Segment Open

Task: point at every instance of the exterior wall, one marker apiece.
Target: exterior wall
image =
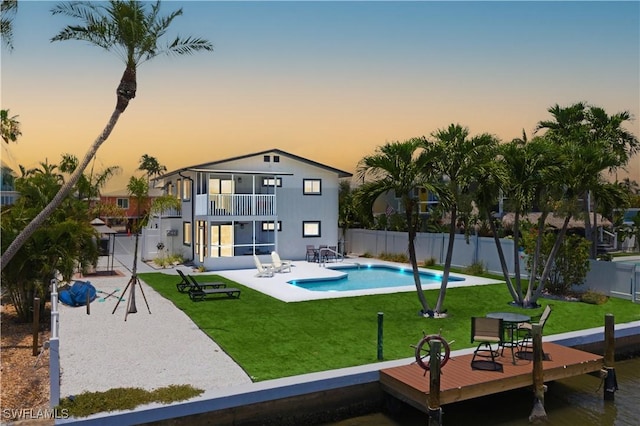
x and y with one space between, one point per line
291 210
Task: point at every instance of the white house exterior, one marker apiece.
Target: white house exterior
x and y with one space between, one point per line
255 203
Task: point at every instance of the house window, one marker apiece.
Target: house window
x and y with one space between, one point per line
310 228
271 181
123 203
312 187
186 233
186 190
270 226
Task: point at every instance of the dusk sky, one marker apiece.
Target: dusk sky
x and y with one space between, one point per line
329 81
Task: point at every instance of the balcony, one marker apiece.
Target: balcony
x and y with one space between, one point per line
236 205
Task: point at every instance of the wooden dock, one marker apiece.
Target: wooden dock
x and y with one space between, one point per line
459 381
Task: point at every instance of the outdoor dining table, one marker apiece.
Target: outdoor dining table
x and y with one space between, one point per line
510 320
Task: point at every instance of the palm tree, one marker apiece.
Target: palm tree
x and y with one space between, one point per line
139 189
88 186
400 167
151 166
460 160
8 9
592 126
529 167
10 127
132 30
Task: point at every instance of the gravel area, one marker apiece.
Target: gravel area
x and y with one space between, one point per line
101 351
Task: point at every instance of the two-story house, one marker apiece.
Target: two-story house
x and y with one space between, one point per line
254 203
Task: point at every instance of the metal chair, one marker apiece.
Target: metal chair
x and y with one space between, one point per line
486 331
312 254
526 328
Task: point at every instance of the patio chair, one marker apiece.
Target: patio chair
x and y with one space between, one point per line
186 284
322 253
280 265
524 329
331 254
312 254
263 270
486 331
198 293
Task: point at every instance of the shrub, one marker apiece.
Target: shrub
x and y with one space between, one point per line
394 257
594 298
476 268
429 262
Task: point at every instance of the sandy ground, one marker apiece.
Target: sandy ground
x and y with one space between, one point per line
100 350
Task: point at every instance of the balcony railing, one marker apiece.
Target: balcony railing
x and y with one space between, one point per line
240 205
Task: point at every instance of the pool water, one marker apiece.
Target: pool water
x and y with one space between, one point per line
365 277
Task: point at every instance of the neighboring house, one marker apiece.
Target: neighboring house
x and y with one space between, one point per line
8 194
389 202
127 203
256 203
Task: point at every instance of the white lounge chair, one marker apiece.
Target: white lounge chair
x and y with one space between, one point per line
263 270
280 265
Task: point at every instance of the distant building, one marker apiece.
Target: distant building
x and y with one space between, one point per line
127 203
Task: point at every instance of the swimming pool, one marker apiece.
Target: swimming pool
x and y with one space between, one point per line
366 277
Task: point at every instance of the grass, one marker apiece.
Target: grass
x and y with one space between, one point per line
272 339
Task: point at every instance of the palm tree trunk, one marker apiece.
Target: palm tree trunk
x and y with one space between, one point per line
64 191
551 258
503 263
516 255
533 274
447 261
414 261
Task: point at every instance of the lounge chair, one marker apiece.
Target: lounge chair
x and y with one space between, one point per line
263 270
280 265
198 293
187 283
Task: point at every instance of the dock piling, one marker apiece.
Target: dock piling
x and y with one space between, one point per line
610 381
538 412
433 403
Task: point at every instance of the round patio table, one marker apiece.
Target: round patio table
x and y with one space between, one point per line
510 321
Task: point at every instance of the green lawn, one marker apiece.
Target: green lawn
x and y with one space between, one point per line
272 339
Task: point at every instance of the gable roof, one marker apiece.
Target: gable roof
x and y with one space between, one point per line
340 173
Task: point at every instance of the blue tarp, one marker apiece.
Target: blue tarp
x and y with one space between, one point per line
77 294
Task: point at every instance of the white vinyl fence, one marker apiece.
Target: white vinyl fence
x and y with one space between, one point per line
616 279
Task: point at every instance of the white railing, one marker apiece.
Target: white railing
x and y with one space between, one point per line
241 205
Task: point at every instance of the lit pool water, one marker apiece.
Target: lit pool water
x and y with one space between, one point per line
366 277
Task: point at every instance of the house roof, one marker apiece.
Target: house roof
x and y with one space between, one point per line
554 221
341 173
124 193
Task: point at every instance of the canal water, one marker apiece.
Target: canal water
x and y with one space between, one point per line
577 401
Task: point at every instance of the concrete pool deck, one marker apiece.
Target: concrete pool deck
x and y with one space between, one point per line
279 288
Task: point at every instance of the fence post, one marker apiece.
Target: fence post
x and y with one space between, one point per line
610 381
36 324
380 320
54 348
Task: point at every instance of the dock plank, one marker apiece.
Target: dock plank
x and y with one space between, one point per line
459 382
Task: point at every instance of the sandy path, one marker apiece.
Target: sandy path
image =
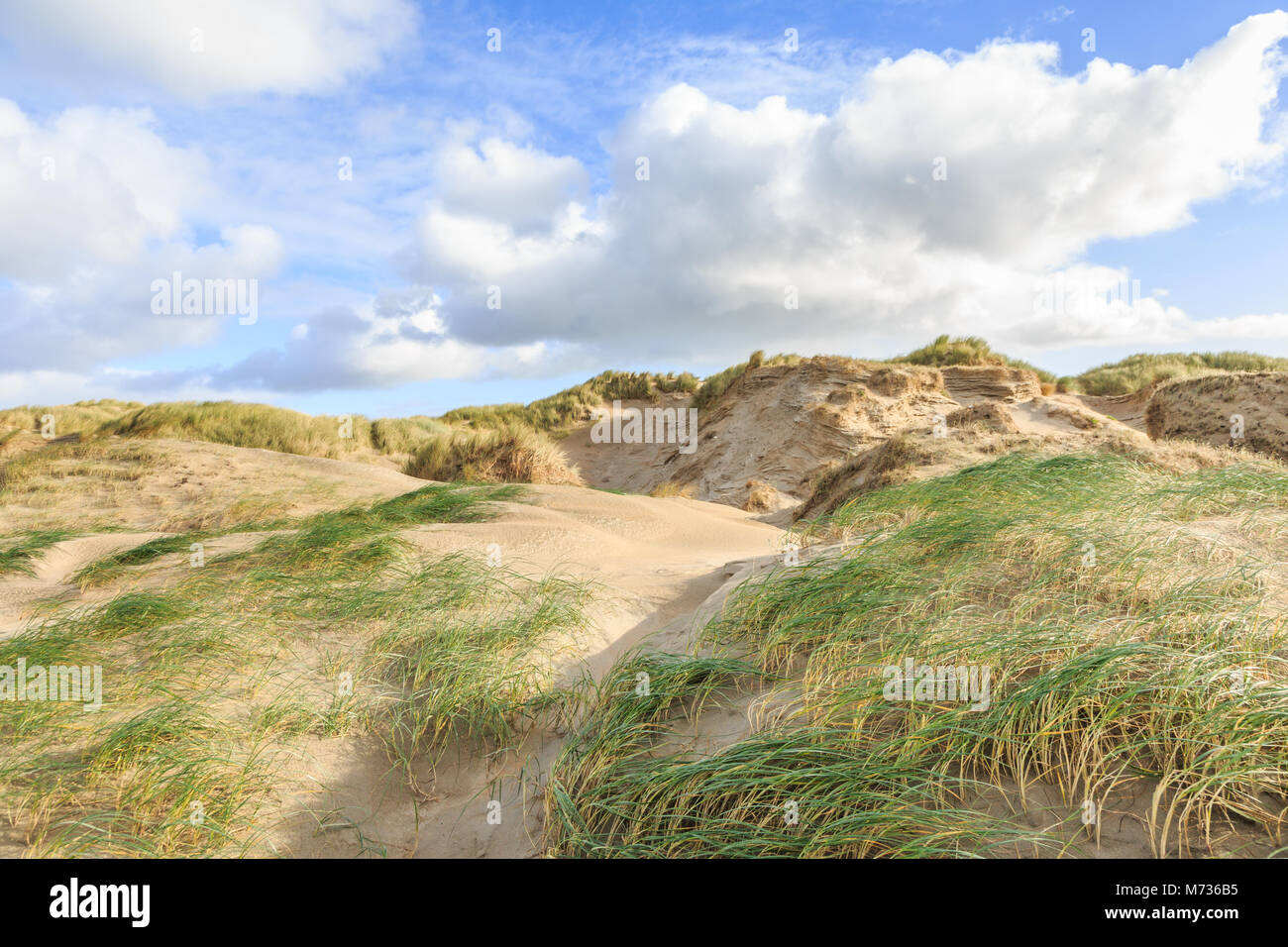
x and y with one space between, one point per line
660 567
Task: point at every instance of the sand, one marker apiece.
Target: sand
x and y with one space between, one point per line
661 566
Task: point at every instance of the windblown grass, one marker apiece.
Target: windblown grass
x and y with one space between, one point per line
1144 369
210 681
1125 651
248 425
969 350
715 385
17 552
78 418
574 405
510 454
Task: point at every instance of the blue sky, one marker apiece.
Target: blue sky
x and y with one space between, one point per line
1157 157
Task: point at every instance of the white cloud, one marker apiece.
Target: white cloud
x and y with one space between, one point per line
95 208
742 202
245 46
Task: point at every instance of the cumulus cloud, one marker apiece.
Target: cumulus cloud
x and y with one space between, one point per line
394 339
198 48
940 197
95 209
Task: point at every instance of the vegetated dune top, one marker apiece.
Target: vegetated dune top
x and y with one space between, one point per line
777 429
1237 408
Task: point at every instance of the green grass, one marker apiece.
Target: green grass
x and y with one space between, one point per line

Segment Closed

- WORK REQUIRED
The answer must be every line from the records above that contains the word "gable", copied out.

- REPLY
Task: point at every instance of the gable roof, one marker apiece.
Target: gable roof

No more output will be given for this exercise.